(Saved data entries)
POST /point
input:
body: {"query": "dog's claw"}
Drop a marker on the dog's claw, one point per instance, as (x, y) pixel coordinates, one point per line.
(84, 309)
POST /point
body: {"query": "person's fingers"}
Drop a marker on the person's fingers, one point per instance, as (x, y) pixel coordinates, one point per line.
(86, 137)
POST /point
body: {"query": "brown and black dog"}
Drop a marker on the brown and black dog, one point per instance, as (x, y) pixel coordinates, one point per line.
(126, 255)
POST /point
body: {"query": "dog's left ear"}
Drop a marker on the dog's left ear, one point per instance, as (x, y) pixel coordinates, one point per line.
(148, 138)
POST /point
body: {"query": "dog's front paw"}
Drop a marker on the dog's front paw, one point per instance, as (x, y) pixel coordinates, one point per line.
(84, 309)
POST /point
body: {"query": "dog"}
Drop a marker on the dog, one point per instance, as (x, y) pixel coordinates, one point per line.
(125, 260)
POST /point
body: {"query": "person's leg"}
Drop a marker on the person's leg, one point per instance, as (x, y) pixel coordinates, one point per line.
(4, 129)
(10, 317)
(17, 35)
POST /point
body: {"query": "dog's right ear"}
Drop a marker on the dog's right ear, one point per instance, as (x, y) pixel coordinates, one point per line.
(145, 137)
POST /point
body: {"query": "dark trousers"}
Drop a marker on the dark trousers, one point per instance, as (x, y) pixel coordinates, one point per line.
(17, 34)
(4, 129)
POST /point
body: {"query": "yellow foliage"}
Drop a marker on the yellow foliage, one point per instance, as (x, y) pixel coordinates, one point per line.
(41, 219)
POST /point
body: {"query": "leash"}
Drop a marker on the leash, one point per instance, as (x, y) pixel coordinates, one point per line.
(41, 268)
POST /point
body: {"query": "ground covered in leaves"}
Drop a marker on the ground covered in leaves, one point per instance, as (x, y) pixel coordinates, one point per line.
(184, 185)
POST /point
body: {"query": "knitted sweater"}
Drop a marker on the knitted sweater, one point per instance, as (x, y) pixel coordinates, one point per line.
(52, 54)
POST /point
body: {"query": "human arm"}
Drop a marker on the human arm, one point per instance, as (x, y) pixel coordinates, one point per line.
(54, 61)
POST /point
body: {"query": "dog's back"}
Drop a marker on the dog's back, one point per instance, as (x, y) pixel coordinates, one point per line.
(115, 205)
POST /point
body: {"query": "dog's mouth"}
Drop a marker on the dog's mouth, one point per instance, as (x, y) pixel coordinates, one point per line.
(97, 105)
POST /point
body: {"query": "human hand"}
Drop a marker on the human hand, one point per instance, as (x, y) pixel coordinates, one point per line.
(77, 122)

JOB — Repeat the material word for word, in full.

THE REPLY —
POST /point
input:
body: {"query": "dog's claw"}
Drop a marker on the dog's claw, one point per instance, as (x, y) pixel coordinates, one point per line.
(84, 309)
POST /point
body: {"query": "person's fingers"}
Drop a marker on the person's fingers, one point per instance, as (x, y) pixel coordinates, one point per line.
(86, 137)
POST /point
body: {"query": "brown and black dog"}
Drop a marker on the brown and black dog, one point per instance, as (x, y) pixel coordinates, one point per line.
(126, 255)
POST /point
body: {"query": "dog's left ear"}
Drop a marker on the dog's left ear, one point per instance, as (x, y) pixel coordinates, one point per line.
(148, 138)
POST /point
body: {"query": "dog's front paw"}
Drop a marker on the dog's front paw, one point per instance, as (x, y) pixel coordinates, one point per line.
(84, 309)
POST /point
body: {"query": "dog"}
Drop a marker on the dog, one point per instance, as (x, y) pixel coordinates, one point per line.
(125, 260)
POST /point
body: {"query": "person's leg"}
Drop a marker on the person's leg, one point per instance, as (x, y) pixel coordinates, one point per line.
(4, 129)
(10, 317)
(17, 35)
POST /point
body: {"query": "dog's right ear"}
Drop a marker on the dog's right ear, one point per instance, as (x, y) pixel coordinates, one point per line.
(145, 137)
POST /point
body: {"query": "dark trousers"}
Drop a marker on the dark trousers, one point per instance, as (x, y) pixel coordinates, one point per line.
(17, 34)
(4, 129)
POST /point
body: {"query": "yellow foliage"}
Drop a marker on the yellow foliage, one point per instance, as (x, y) pixel coordinates, one point per line.
(41, 219)
POST /point
body: {"query": "leash"}
Drop a marker on the leash, one point per instance, as (x, y) pixel coordinates, one point per line.
(41, 268)
POST /point
body: {"query": "ground covered in leaves"}
Drop a marker on the ground covered in leaves, one point per instance, as (x, y) pixel coordinates, one point per line.
(184, 185)
POST /point
body: {"query": "knitted sweater"}
Drop a marker on the knitted sweater, one point per instance, as (x, y) pixel coordinates, one point per line.
(52, 54)
POST /point
body: {"query": "human arm"}
Drop a marker on the human arm, one point per instance, as (x, y) pixel coordinates, one point per line.
(54, 61)
POST /point
body: {"query": "dog's back"}
Drop a marker on the dog's back, one point per instance, as (x, y) pixel coordinates, one point per line.
(115, 205)
POST /point
body: {"query": "dog's mouth"}
Drop a marker on the dog's mouth, one point per instance, as (x, y) pixel coordinates, one point per line.
(97, 105)
POST /point
body: {"query": "human hand"}
Drop a marker on the human hand, one point per instance, as (x, y) pixel coordinates, one point per line.
(77, 122)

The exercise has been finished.